▸ **Extract**
-- begin --

Shen Yiqin (; born 15 December 1959) is a Chinese politician of Bai ethnic heritage. She is currently a state councilor and previously served as the Communist Party Secretary of Guizhou, a province in southwestern China, between November 2020 and December 2022. 

Shen is the third female provincial-level party chief since the founding of the People's Republic of China in 1949 after Wan Shaofen and former Vice Premier Sun Chunlan.

Career
Shen was born in Zhijin County, Guizhou. Shen belonged to a group of sent-down youth in the latter years of the Cultural Revolution. After the Cultural Revolution ended, she began studying history at Guizhou University. After graduating, she was sent to work for the provincial party school in Guizhou as a lecturer. She later became a human resources manager there. In 1998, she became vice president of the Guizhou party school. In 1999 she became Vice Chair of the Guizhou Social Sciences Academic Association.

In December 2001, Shen became deputy party chief of Qiannan Buyei and Miao Autonomous Prefecture, then deputy party chief and head commissioner (mayor) of Tongren. In April 2007, Shen became a member of the provincial Party Standing Committee of Guizhou and head of the provincial party propaganda department.  In May 2012, she was named Executive Vice Governor of Guizhou. In April 2015 she became Deputy Party Secretary of Guizhou and Secretary of Political and Legal Affairs Commission (Zhengfawei) of Guizhou. At the time of her appointment to the deputy party chief position, she became the second sitting female zhuanzhi deputy party secretary in the country, and the only female provincial Zhengfawei chief in the country.

-- end --

▸ **Material provided**
-- begin --

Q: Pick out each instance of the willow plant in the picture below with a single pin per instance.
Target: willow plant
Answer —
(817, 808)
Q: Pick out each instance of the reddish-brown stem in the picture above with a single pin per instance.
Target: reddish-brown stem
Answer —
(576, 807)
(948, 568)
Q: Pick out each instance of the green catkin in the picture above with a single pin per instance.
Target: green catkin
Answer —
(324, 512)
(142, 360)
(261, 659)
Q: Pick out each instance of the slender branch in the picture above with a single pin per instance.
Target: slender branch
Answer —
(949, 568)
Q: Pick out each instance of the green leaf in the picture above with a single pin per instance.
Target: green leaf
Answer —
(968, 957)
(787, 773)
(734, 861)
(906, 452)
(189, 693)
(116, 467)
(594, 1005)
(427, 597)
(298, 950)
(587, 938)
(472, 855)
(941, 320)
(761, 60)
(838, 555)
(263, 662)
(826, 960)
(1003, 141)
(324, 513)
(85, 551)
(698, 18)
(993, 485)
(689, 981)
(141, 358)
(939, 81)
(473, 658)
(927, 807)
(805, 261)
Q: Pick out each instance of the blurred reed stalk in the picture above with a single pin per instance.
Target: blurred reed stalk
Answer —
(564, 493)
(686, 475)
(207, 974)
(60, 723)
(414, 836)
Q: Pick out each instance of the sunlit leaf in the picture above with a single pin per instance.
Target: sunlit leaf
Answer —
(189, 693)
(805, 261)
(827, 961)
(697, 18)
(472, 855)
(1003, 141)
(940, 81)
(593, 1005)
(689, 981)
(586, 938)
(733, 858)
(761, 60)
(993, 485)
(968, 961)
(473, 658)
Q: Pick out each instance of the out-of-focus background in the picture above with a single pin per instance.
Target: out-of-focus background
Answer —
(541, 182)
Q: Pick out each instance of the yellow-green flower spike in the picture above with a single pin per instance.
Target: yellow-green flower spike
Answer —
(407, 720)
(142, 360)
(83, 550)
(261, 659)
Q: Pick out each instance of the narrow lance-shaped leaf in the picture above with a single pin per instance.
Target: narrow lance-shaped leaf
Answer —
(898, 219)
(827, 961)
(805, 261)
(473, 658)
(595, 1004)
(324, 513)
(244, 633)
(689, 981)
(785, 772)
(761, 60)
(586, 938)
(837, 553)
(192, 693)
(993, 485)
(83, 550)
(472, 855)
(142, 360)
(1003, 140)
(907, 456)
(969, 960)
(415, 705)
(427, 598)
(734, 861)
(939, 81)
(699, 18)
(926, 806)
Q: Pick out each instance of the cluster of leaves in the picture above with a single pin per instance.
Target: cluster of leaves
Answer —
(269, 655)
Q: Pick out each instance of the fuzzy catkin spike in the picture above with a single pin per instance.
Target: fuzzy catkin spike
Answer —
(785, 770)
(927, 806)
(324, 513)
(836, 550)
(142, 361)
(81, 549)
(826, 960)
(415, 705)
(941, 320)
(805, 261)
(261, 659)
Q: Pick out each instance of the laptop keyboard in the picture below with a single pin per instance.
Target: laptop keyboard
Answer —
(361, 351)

-- end --

▸ **The exercise**
Rewrite the passage of the Shen Yiqin biography starting at "In December 2001, Shen" and ending at "in the country.", swapping every "Zhengfawei" for "political-legal commission".

▸ **Written solution**
In December 2001, Shen became deputy party chief of Qiannan Buyei and Miao Autonomous Prefecture, then deputy party chief and head commissioner (mayor) of Tongren. In April 2007, Shen became a member of the provincial Party Standing Committee of Guizhou and head of the provincial party propaganda department.  In May 2012, she was named Executive Vice Governor of Guizhou. In April 2015 she became Deputy Party Secretary of Guizhou and Secretary of Political and Legal Affairs Commission (political-legal commission) of Guizhou. At the time of her appointment to the deputy party chief position, she became the second sitting female zhuanzhi deputy party secretary in the country, and the only female provincial political-legal commission chief in the country.